ASSIGNED TASK A:
In the puppy diarrhea thread, how much canned pumpkin did Wilson get in the afternoon?
ASSIGNED TASK B:
Shorten the paragraph of the puppy diarrhea thread that begins "We gave him two TBSP" and keep its main facts.
ASSIGNED TASK C:
Write out the part of the puppy diarrhea thread that opens with the words containing "This happened to" and closes with "(Jan 13, 2013)", changing "Giardia" to "Coccidia".

SUPPLIED TEXT:
■ ■ ■ ■

# First Experience with Diarrhea - advice? Suggestions?



## mlwindc (Feb 8, 2013)

We woke up this morning at 6 am and head Wilson scratching on his kennel. Went downstairs and he had thrown up a little (about the size of my palm, if that). We took him outside and he had diarrhea. He's had diarrhea all day... 

We gave him two TBSP of canned 100% pumpkin this afternoon and that seemed to firm his poop up a bit. Then we gave him boiled rice with chicken for dinner, which he lapped up. Still a little bit of diarrhea this evening.

Nothing has changed -- same food, same bag of food, etc. He was totally fine yesterday. We did take a big walk in the woods yesterday, so maybe he ate something while we were out? He is acting just fine and drinking water, so I am not worried about dehydration. We're giving his ice cubes instead of treats right now.

Any suggestions? Do we just keep up with the rice + chicken and some pumpkin until it clears up? Like I said, he is acting just fine and is perfectly happy and energetic. How much rice + chicken should we be giving him? I just eye balled it this evening and he ate it all up. FWIW and maybe this is TMI, but he doesn't have uncontrolled diarrhea - he can wait until it's time to go outside and even takes his time to find the perfect spot (if you know what I mean). He hasn't gone in the house or sprinted out the door immediately to poop. Anyhow, any advice would be much appreciated! This is my very first go with puppy diarrhea. Oh yeah, WIlson turns one next Tuesday and weighs about 60 lbs.


----------



## Watson (Sep 17, 2012)

This happened to Watson when he was about 8mo. We were out of the country and our vet suggested to keep up with the chicken and rice diet, but it didn't help that much. He ended up having Giardia and had to be treated for it. You might have to take a stool sample into your vet to have it checked out.


----------



## lildancngurl (Jan 13, 2013)

He's not a V, but my Doberman pup was diagnosed with Coccidia without having any symptoms at all. Happened on his first check up. Ginny, my v, had it, too...but she WAS showing symptoms (dehydration, diarrhea, vomit, lethargy, etc). Definitely get it checked out at the vet just in case!


----------



## mlwindc (Feb 8, 2013)

Sigh! I was trying not to jump to conclusions but I will take Wilson in tomorrow. I have a four year old so any chance there's parasites or bacteria I get it checked out. In the meantime... Another spoonful of pumpkin and a fresh batch of rice for tomorrow morning


----------

■ ■ ■ ■

RECORD SET:
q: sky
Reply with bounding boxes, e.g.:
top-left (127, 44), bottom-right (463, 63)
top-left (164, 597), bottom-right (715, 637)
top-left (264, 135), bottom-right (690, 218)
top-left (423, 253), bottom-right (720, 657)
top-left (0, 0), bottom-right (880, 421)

■ ■ ■ ■

EXPECTED ANSWER A:
Two tablespoons of canned 100% pumpkin.

EXPECTED ANSWER B:
Two tablespoons of canned 100% pumpkin in the afternoon seemed to firm Wilson's poop a little. He eagerly ate boiled rice with chicken for dinner, but he still had a bit of diarrhea that evening.

EXPECTED ANSWER C:
This happened to Watson when he was about 8mo. We were out of the country and our vet suggested to keep up with the chicken and rice diet, but it didn't help that much. He ended up having Coccidia and had to be treated for it. You might have to take a stool sample into your vet to have it checked out.


----------



## lildancngurl (Jan 13, 2013)